◆ What the exercise asks:
Copy every line of the data below word for word, leaving out the pictures.

◆ Recorded information:
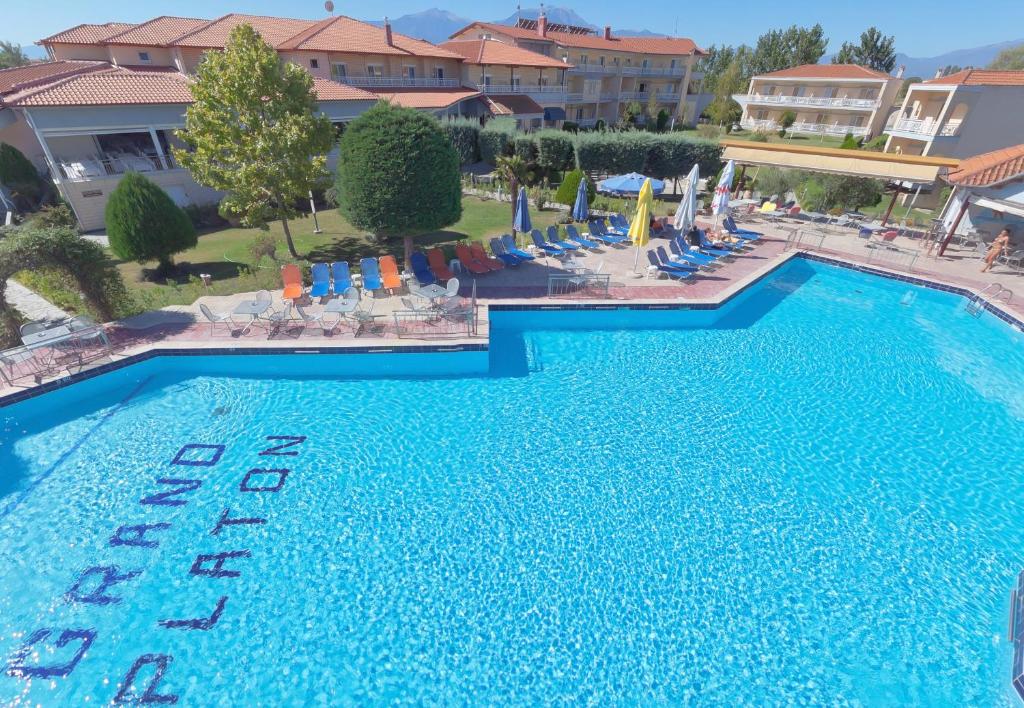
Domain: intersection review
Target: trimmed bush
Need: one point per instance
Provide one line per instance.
(143, 223)
(566, 191)
(554, 150)
(496, 139)
(18, 174)
(464, 134)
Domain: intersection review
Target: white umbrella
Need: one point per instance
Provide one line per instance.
(686, 214)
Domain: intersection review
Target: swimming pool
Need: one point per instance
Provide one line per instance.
(813, 494)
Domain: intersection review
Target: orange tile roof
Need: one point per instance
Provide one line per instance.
(492, 51)
(989, 168)
(87, 34)
(425, 97)
(20, 78)
(980, 77)
(274, 31)
(827, 71)
(512, 105)
(640, 45)
(347, 35)
(157, 32)
(123, 86)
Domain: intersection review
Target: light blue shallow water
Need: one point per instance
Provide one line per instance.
(818, 499)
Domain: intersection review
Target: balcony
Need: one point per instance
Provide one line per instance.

◆ Response to this exercise:
Domain: intersection review
Target: trimmed bush
Need: one point per instance
Provide one line per instance.
(143, 223)
(566, 191)
(554, 150)
(496, 139)
(18, 174)
(464, 134)
Domain: intersection review
Target: white umbrella
Need: one point per instance
Provide one line per instance.
(686, 214)
Domain: intersection review
Target: swimming pool
Need: one point per instance
Provide one line per instance.
(813, 494)
Domain: intersection review
Target: orange tile roof
Need: one point per instance
Provide one line per instance.
(492, 51)
(989, 168)
(87, 34)
(425, 97)
(20, 78)
(980, 77)
(274, 31)
(827, 71)
(512, 105)
(640, 45)
(347, 35)
(157, 32)
(123, 86)
Domain: intersection review
Target: light blue shallow water
Need: one point per instance
Provide one line per instance.
(818, 499)
Domain: intersection review
Target: balcony
Need: one point per instance
Provide one line per instance.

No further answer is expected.